== SUPPLIED TEXT ==

— Begin —

When you identify why you’re doing a calculation, you verify to yourself that you’re not doing unnecessary calculations and you know exactly the result you want. It’s best if you can give the implications of the result ahead of time too, such as
“If the the profit is greater than $3MM, then we’ll know that the promotion was better than no promotion. If it’s less, then we’ll know to recommend not doing a promotion.”
When you identify the equation, it ensures that you have all the pieces that you need, and that you understand what’s going on. It also gives the interviewer a chance to correct you up front. For some reason, interviewers are much more forgiving and willing to blame themselves for being unclear if you give them a slightly wrong equation than if you give them a wrong number. If you’re going to have a numerical error, it better not be from a wrong equation.
Saying the calculations as you do them is really difficult, but that’s what makes it impressive. If you have the equation written out, then often times you’ll be able to talk through each step of the equation and know the result through mental math pretty quickly. The math is usually designed to be relatively simple and fit together well, and if you can think through the next operation in your head while your mouth is explaining the operation you just did, then you avoid the awkward silence and look like you can do math at a lightning pace.

— End —

== WHAT TO WORK ON ==
1 > Can you reproduce the passage from the text on interview calculations starting at "When you identify the" and ending at "a wrong equation."?
2 > According to the text on interview calculations, what benefits come from identifying the equation?

== RECORDS SUPPLIED ==

— Begin —

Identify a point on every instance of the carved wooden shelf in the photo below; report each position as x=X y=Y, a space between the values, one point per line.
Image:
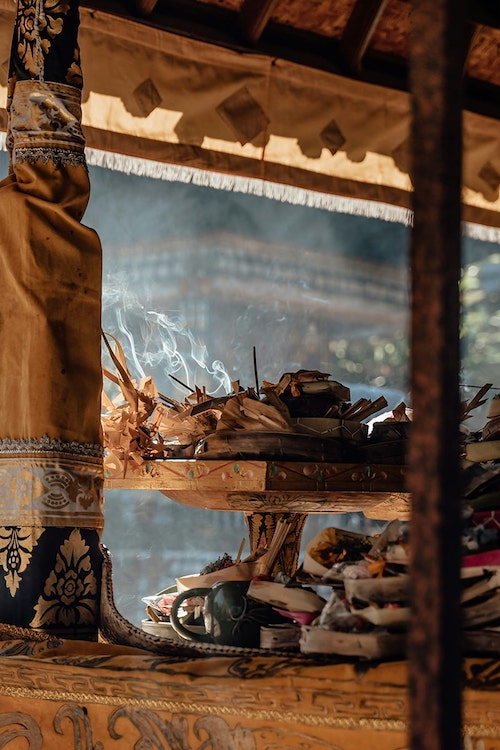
x=274 y=486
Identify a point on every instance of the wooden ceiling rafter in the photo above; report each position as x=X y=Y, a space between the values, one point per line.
x=340 y=44
x=359 y=30
x=254 y=16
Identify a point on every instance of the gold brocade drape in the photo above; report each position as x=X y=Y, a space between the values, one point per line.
x=50 y=301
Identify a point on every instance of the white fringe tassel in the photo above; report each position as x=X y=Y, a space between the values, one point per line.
x=252 y=186
x=276 y=191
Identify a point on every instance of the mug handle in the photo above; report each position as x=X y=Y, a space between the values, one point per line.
x=178 y=626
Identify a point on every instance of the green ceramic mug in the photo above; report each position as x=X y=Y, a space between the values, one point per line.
x=231 y=618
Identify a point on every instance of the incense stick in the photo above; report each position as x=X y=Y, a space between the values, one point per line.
x=180 y=383
x=255 y=371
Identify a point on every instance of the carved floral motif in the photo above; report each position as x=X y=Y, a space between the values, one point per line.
x=70 y=593
x=16 y=546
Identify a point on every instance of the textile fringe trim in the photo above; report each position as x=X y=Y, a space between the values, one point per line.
x=46 y=444
x=252 y=186
x=276 y=191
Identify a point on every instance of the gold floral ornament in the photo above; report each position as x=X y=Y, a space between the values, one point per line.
x=36 y=30
x=70 y=593
x=16 y=546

— End —

== ANSWERS BELOW ==
1 >
When you identify the equation, it ensures that you have all the pieces that you need, and that you understand what’s going on. It also gives the interviewer a chance to correct you up front. For some reason, interviewers are much more forgiving and willing to blame themselves for being unclear if you give them a slightly wrong equation than if you give them a wrong number. If you’re going to have a numerical error, it better not be from a wrong equation.

2 >
- It ensures that you have all the pieces you need.
- It ensures that you understand what's going on.
- It gives the interviewer a chance to correct you up front.